▸ **PROVIDED TEXT**:

The challenge for the Church Growth Program will be to survive the action planning phase and speak to the hearts of the lay leaders across the congregations to roll up their sleeves and do God’s work in the vineyard. But the absentee owner promises to come for his produce. What will he want?
Jesus wants the vineyard to thrive and produce good fruit
He want the laborers in the vineyard to see the Kingdom as one of abundance not a zero sum game where when the landowner gets more the laborers in the vineyard get less.
God’s economy is NOT a zero sum game and neither is the church growth program. But it does require honestly facing up to the issues in getting the church growing again. It does call us to throw open the doors and welcome the faithful from many nationalities, many cultures and languages who love God and seek Christ. It does call us to stop doing things that no longer work, do not help the church grow or empower us to be the body of Christ.
The consequence of not facing the church growth issues is also clear—-by 2022 the Diocese of California will shrink to a point that it becomes largely irrelevant from the steady -3.3% decline each year in attendance, membership and pledge units from business as usual.
That is the lesson from the vineyard—be faithful to God, listen to Jesus call to us to make disciples of all nations, and to know that as we do that work in the vineyard, Jesus will be with us until the end of the ages.
Growing the church again after years of steady decline in membership, attendance and pledge support is a challenge facing every mainline denomination. For the Episcopal Church in the United States the decline has averaged -3.3% per year in the key metrics. For the Diocese of California, the implications of this are profound.
At that current rate of decline, DioCal will have one-half the pledge units (<5000) in 2022 than it had in 2000. Similar decline in membership and average Sunday attendance means the Episcopal Church faces an existential threat to its relevance let alone vitality.

▸ **DATA SUPPLIED**:
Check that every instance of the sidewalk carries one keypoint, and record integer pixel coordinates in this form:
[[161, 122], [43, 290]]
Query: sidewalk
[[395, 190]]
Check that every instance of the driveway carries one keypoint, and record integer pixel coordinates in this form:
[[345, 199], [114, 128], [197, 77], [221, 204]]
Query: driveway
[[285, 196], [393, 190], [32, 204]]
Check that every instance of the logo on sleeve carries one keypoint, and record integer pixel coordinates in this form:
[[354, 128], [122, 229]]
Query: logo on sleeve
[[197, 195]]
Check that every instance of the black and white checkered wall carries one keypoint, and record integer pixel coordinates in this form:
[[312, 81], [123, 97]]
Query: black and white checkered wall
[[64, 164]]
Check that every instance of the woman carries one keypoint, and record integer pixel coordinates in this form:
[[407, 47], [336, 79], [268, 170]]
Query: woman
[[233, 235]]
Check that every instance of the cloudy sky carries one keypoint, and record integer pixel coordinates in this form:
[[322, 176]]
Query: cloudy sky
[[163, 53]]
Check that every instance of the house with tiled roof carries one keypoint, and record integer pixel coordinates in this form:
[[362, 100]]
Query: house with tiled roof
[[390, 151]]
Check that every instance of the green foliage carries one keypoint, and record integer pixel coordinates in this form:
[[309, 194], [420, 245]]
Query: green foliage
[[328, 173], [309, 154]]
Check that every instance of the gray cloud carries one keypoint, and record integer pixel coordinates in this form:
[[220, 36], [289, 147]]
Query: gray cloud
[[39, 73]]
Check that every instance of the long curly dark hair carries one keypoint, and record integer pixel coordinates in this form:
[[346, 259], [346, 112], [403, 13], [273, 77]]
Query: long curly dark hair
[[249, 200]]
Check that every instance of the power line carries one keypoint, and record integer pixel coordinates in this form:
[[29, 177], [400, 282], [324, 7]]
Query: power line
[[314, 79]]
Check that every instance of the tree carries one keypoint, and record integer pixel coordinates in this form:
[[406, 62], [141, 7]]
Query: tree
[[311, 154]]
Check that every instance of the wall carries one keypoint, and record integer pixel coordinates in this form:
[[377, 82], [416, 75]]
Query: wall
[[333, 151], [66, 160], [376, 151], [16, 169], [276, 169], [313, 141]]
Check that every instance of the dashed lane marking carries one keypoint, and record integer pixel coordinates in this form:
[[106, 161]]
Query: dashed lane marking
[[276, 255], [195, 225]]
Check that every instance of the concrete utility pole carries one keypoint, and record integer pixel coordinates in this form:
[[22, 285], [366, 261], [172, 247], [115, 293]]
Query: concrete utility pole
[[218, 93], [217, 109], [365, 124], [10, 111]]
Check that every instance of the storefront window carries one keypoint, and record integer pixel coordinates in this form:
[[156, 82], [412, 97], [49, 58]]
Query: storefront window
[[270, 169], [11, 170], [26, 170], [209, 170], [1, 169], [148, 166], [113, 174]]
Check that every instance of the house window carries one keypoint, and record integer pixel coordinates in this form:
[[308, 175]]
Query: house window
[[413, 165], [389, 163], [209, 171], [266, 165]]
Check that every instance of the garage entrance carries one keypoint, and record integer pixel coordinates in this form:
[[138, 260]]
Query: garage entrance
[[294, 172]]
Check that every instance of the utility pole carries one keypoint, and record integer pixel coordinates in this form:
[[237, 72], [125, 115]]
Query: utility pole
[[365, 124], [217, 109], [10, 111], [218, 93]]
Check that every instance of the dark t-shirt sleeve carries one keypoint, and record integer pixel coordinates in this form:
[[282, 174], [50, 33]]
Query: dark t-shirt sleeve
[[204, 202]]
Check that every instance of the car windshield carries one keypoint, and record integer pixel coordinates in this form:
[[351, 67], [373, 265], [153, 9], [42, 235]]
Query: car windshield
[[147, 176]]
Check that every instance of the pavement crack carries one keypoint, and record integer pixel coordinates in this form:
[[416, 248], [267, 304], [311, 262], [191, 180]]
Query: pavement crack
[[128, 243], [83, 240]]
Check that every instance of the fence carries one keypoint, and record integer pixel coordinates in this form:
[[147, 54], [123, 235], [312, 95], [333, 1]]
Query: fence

▸ **STATED EXERCISE 1**:
From the passage on church growth, list each action that the phrase "It does call us to" introduces.
▸ **STATED EXERCISE 2**:
Write the next part of the passage on church growth, starting after its final sentence.
The rows play no part in this work.

▸ **WRITTEN RESPONSE 1**:
- Throw open the doors
- Welcome the faithful from many nationalities, many cultures and languages who love God and seek Christ
- Stop doing things that no longer work, do not help the church grow or empower us to be the body of Christ

▸ **WRITTEN RESPONSE 2**:
The reasons for decline are varied ranging from changing demographics, changes in family religious traditions as secularization pushes faith out of the public square, our schools and other places. And there are the self-inflicted wounds of churches who still believe they have a monopoly on people’s religious faith experiences. Then there are the endless conflicts of church politics, religious strife and other bad press that make church seem less inviting, less safe, less home.
A message of renewal not despair
The church has a big problem, but the Holy Spirit is calling us to put aside these burdens and follow our own Great Commission to go out there and make disciples of all the nations—starting with our neighbors. This is not a message we hear very much in the Episcopal Church because we have not had a theological tradition of being evangelists. Instead our congregations are often silos that shelter us from an outside world we fear rather than unite us with a wider community we should embrace. The fact of church decline is testimony that this strategy is not working. We now recognize church decline as the #1 problem facing the church today.
Over the past several months, we have been working in the vineyard trying to assess this problem of church decline right here in the Diocese of California and listening for God call about what we can do to fix this problem.
Help me discover Jesus in my life and support me on my personal faith journey.
Help me give my kids a good faith foundation that will guide their lives.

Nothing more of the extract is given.